ARTICLE:
/---

YOUR GUIDE TO THE TWIN CITIES
Ecologist Rachel Carson, the author of "Silent Spring," learned to love nature at the Pennsylvania house where she grew up, and now visitors have an opportunity to see it.
Nesting birds pop in and out of the eaves of the springhouse, and butterflies and bees fly from flower to flower in the somewhat wild-looking gardens surrounding a white clapboard farmhouse in Springdale, northeast of Pittsburgh.
The scene looks decidedly out of place on Marion Avenue, an ordinary suburban street lined with ordinary bungalows and ranchers surrounded by an ordinary suburban landscape -- closely cropped lawns, heavily sculpted shrubbery and ho-hum plantings of marigolds and geraniums.
But it all makes perfect sense when you realize you're looking at the birthplace and childhood home of ecologist and author Rachel Carson.
Carson, credited with launching the modern environmental movement, would be pleased with the appearance of her homestead and its gardens, filled with plants, bushes and flowers native to western Pennsylvania.
The natural gardens teach visitors about the interconnectivity of life and educate gardeners about the importance of using native plants. All are maintained without pesticides or synthetic fertilizers, whose dangers motivated Carson to write her 1962 book "Silent Spring."
The book, a literary bombshell, detailed extensive and alarming research Carson had collected about the effects of chemical pesticides on wildlife.
She visited Hawk Mountain and cited data from migration counts there that showed a decreasing trend in the number of young bald eagles.
"Synthetic pesticides have been recovered from most of the major river systems and even from streams of groundwater flowing unseen through the earth. Residues of these chemicals linger in soil to which they may have been applied a dozen years before. ... They have been found in fish in remote mountain lakes, in earthworms burrowing in soil and in the eggs of birds -- and in man himself," she wrote.
Carson was posthumously awarded the Presidential Medal of Freedom (the highest honor the United States gives to civilians). She was named to Time's "100 People of the Century" in 1999 and was No. 1 on the list of "People Who've Done the Most to Save the Planet," created by the United Kingdom's Environment Agency.
In addition to articles written when she worked for the Bureau of Fisheries, she penned "Under the Sea Wind," "The Sea Around Us," "The Edge of the Sea" and "The Sense of Wonder" (published after her death).

\---

REQUIREMENT 1: Reproduce the article on Rachel Carson's childhood home word for word, covering the stretch from "The natural gardens" through "young bald eagles.".

EXCERPTED DATA:

/---

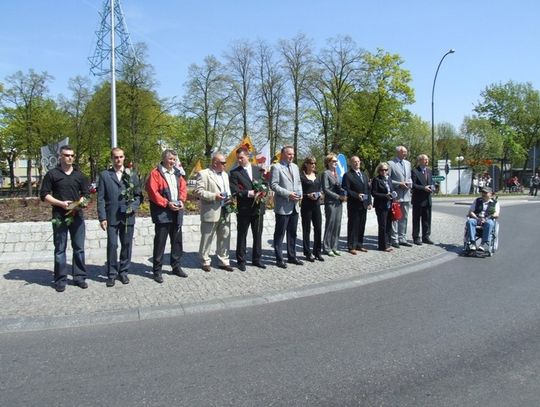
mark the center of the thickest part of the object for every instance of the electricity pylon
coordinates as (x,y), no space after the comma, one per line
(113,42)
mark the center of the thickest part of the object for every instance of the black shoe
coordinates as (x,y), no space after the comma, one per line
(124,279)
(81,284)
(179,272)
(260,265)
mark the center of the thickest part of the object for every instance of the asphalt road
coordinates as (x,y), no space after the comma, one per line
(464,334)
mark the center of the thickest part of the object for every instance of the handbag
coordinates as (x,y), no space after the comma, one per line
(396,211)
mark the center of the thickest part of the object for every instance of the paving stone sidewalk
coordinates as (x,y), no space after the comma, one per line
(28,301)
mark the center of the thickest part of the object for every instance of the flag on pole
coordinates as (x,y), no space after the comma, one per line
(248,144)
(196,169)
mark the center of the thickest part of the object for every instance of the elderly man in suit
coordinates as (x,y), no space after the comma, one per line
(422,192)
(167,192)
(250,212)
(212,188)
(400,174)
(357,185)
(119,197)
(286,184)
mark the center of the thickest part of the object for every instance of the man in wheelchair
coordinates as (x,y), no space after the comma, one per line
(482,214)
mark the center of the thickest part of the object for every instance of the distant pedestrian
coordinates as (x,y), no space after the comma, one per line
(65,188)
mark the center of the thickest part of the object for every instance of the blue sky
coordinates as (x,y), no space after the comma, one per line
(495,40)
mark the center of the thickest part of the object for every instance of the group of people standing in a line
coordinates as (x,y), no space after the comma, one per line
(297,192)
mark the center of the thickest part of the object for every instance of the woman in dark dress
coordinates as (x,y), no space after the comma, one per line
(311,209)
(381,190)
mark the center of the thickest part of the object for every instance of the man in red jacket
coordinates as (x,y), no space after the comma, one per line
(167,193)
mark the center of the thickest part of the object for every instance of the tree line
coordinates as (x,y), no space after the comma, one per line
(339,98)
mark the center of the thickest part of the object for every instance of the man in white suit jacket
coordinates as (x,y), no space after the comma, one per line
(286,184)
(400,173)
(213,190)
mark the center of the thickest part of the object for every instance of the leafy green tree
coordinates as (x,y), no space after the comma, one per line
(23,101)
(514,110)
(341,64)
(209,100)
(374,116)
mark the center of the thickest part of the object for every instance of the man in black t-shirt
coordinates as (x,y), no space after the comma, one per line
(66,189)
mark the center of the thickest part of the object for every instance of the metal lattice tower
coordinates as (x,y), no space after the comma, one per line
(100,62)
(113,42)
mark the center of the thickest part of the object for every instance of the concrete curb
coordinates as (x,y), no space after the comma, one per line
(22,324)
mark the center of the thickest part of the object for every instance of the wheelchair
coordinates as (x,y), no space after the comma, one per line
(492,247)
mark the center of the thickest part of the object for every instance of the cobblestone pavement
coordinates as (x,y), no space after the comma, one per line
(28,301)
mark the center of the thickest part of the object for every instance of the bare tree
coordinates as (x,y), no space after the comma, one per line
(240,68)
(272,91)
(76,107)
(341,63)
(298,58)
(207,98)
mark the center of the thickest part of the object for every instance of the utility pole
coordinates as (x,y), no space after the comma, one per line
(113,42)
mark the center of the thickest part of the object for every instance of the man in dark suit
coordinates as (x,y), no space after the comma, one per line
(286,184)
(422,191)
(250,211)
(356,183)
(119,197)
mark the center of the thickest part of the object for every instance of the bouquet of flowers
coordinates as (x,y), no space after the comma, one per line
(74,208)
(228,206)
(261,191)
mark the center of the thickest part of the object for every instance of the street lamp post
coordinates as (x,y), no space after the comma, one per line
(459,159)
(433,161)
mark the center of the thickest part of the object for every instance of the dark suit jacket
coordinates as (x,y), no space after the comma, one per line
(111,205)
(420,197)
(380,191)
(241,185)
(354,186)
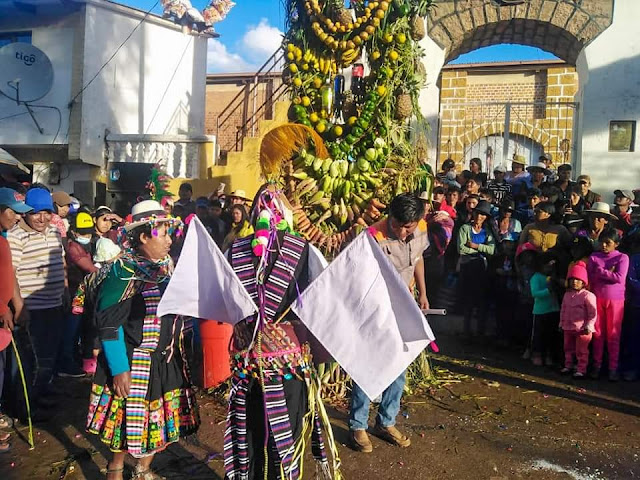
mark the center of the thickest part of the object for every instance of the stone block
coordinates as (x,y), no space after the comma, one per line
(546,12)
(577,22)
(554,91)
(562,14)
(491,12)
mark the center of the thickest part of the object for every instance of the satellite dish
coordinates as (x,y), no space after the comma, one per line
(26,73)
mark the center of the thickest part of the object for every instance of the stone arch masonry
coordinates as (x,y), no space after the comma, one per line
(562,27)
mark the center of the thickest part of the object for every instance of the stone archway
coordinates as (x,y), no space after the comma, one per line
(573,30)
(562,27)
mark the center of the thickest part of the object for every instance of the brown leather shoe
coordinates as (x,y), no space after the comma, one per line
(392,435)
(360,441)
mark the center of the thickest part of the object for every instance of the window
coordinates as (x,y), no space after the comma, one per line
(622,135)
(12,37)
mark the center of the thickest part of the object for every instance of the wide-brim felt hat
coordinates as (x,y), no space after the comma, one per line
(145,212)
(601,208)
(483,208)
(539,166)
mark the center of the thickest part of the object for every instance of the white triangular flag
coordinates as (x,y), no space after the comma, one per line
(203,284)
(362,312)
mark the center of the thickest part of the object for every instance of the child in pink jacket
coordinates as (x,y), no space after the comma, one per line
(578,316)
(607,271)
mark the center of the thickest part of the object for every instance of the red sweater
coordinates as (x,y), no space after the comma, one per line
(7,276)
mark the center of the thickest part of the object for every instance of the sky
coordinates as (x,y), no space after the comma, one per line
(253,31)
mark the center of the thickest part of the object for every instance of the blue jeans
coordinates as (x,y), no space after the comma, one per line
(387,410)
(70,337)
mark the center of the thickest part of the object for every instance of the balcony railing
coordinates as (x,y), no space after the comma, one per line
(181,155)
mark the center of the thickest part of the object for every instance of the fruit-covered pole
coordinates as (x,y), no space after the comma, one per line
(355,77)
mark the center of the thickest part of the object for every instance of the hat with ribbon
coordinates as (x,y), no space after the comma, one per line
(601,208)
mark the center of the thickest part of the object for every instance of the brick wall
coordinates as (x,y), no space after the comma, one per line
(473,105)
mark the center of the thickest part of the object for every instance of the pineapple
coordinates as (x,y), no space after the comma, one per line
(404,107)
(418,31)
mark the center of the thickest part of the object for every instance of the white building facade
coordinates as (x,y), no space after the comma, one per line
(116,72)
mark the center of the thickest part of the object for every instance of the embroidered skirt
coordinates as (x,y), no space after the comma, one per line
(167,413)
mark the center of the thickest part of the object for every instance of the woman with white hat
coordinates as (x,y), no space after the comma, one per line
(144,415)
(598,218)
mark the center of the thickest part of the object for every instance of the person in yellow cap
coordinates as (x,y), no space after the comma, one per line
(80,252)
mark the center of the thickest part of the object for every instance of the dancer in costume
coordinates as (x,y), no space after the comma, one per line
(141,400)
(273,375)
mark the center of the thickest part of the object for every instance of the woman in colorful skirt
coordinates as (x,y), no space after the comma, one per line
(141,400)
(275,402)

\---

REQUIREMENT 2: Please swap "thickest" for "widest" in the stretch of the listing from the line containing "in colorful skirt" through the end of the listing, changing nothing else. Return only those lines.

EXERCISE RESPONSE 1:
The natural gardens teach visitors about the interconnectivity of life and educate gardeners about the importance of using native plants. All are maintained without pesticides or synthetic fertilizers, whose dangers motivated Carson to write her 1962 book "Silent Spring."
The book, a literary bombshell, detailed extensive and alarming research Carson had collected about the effects of chemical pesticides on wildlife.
She visited Hawk Mountain and cited data from migration counts there that showed a decreasing trend in the number of young bald eagles.

EXERCISE RESPONSE 2:
mark the center of the widest part of the object for every instance of the woman in colorful skirt
coordinates as (x,y), no space after the comma, one per line
(141,400)
(275,402)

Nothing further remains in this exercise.